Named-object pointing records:
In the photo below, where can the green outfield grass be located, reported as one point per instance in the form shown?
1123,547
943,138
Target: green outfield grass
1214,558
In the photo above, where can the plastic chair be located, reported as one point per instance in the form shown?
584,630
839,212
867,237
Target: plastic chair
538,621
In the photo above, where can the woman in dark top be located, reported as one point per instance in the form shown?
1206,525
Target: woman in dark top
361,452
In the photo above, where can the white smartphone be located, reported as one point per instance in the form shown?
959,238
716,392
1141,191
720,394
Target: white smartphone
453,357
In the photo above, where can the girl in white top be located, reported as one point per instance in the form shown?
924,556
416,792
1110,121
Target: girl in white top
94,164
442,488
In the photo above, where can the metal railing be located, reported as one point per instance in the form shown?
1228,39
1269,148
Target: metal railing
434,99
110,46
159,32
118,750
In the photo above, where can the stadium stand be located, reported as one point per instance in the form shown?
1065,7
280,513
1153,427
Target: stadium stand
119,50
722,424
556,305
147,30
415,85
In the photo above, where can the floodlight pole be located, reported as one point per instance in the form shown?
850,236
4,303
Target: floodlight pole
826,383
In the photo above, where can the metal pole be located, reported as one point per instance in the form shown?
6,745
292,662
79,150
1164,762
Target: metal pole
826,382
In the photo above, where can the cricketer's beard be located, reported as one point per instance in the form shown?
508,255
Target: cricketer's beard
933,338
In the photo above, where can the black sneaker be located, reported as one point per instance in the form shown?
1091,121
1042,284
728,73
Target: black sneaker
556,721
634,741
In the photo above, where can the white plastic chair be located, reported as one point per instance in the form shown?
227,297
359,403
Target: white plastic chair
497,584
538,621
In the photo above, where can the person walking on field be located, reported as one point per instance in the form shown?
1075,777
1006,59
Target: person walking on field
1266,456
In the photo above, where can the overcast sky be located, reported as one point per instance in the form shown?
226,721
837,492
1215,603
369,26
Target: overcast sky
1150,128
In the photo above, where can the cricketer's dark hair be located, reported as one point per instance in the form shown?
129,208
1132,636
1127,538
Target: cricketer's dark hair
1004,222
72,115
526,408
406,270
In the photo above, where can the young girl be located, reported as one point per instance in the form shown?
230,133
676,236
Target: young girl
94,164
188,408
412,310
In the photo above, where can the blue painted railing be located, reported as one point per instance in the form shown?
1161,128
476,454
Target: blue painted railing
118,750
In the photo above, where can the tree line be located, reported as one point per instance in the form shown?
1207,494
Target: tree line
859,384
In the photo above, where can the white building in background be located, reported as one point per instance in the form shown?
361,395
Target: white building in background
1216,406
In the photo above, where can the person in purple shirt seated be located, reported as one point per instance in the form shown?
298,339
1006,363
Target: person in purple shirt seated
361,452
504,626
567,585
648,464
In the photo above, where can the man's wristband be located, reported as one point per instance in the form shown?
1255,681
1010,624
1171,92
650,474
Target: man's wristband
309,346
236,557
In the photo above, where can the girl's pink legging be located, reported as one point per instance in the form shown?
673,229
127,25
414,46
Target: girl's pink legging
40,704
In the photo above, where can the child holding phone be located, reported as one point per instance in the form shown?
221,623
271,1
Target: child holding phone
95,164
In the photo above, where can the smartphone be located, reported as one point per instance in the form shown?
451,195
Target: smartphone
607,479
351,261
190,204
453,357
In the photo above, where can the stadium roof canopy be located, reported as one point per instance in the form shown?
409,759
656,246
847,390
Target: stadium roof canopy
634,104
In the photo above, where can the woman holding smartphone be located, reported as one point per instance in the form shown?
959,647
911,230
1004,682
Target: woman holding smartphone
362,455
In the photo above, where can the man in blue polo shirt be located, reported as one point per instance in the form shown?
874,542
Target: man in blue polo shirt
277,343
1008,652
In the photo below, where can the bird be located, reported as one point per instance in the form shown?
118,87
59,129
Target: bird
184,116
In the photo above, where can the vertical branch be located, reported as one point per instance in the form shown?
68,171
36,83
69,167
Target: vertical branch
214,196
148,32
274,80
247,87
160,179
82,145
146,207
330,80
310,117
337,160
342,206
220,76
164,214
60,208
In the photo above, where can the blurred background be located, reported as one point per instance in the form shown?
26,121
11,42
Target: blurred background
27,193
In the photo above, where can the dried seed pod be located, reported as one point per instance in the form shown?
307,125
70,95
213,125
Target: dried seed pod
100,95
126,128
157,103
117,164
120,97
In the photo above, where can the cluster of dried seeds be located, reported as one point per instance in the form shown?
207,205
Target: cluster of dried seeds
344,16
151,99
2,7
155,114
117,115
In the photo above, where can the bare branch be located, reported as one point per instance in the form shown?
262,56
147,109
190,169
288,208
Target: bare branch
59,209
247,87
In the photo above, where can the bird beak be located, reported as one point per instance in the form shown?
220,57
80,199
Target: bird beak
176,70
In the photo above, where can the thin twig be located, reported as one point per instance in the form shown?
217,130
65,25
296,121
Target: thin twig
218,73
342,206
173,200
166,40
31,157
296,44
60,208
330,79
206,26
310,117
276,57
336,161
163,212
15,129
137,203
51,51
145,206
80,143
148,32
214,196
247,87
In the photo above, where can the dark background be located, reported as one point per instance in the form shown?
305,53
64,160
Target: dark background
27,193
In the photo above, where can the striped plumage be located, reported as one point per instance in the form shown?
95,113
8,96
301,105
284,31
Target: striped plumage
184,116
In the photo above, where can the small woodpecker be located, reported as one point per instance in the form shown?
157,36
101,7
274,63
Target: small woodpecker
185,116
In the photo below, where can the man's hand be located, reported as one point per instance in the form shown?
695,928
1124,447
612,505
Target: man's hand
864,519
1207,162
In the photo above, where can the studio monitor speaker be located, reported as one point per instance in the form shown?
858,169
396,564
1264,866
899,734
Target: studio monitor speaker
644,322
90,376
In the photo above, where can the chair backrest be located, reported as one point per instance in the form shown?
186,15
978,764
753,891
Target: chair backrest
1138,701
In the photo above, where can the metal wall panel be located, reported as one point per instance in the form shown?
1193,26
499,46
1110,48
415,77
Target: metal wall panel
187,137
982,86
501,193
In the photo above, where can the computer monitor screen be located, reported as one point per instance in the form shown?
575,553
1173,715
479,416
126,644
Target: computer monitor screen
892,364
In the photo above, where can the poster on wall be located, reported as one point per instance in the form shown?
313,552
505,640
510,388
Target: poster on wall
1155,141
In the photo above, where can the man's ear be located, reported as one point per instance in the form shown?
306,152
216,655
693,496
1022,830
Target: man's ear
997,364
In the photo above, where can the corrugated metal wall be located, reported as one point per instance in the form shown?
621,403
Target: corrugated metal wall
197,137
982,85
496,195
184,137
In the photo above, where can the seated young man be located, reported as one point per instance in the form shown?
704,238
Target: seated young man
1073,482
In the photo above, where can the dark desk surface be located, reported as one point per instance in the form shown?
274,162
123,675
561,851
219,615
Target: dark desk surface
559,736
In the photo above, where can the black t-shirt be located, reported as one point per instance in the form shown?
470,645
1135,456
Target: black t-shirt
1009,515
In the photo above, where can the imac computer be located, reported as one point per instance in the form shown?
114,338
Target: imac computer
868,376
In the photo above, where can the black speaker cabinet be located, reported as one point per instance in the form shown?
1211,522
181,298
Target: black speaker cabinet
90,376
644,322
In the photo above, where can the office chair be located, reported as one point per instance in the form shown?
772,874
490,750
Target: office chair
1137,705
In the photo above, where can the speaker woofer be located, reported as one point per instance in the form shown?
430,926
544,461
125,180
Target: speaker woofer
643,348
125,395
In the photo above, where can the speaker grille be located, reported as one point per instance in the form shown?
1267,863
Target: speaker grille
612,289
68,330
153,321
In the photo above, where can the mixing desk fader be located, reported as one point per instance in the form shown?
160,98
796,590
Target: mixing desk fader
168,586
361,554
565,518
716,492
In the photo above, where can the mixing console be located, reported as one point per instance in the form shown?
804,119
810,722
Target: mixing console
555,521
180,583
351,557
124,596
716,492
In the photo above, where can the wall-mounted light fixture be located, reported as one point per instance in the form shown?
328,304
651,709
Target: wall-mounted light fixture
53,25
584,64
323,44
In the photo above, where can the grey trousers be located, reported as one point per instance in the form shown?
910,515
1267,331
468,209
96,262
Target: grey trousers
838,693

» **TASK TO CARRY OUT**
Find the line with "In the photo above, where can the corrugated" in the listing above, then write out that line and each remaining line exactly, with no other text.

» **OUTPUT FOR THIS TASK**
In the photo above, where can the corrugated metal wall be located, reported as one point per instance in the form shown?
621,403
Target: corrugated metal wall
197,137
982,85
496,195
184,137
In the photo above, where can the seated young man be located, reported as one point per instance in the form shown?
704,238
Target: seated young man
1073,482
In the photo above, where can the dark desk surface be located, reported as one point per instance in the form shown?
274,162
123,675
561,851
219,615
Target: dark desk surface
559,736
In the photo above, where can the black t-shirt be located, reported as one point per instance in the form shown?
470,645
1135,456
Target: black t-shirt
1009,515
In the photo above, where can the imac computer be located, reported as one point per instance in the form shown?
114,338
Target: imac computer
868,376
In the photo above, where can the black speaker cabinet be located, reported as one point per instance in the form shown?
1211,522
181,298
Target: black speaker cabinet
90,376
644,322
In the photo above, where can the office chair be located, reported as one point per instance in the form shown?
772,874
490,750
Target: office chair
1137,705
In the photo above, where can the speaker woofer be located, reported as one point per instance in the form shown?
430,926
544,461
125,180
Target: speaker woofer
643,348
125,395
In the photo above, where can the speaker grille be located, reported as one point per instance in the form shown?
1267,863
Target: speaker grille
612,289
68,330
153,321
In the photo above, where can the mixing desk fader be located, reported as one point per instance in the form shown?
160,98
796,590
Target: mixing desk fader
168,586
361,554
565,518
716,492
In the photo above, where can the mixing console be located, reported as one point per instance in the form shown?
804,119
810,722
Target: mixing console
555,521
180,583
351,557
124,596
716,492
In the photo above, where can the wall-mounted light fixture be located, reported as one point per instance in the form shown?
328,304
651,709
Target: wall-mounted light fixture
53,25
584,64
323,44
In the photo above, where can the grey trousers be located, reported as one point per instance in the form shown?
910,515
1267,331
468,209
96,262
Target: grey trousers
838,693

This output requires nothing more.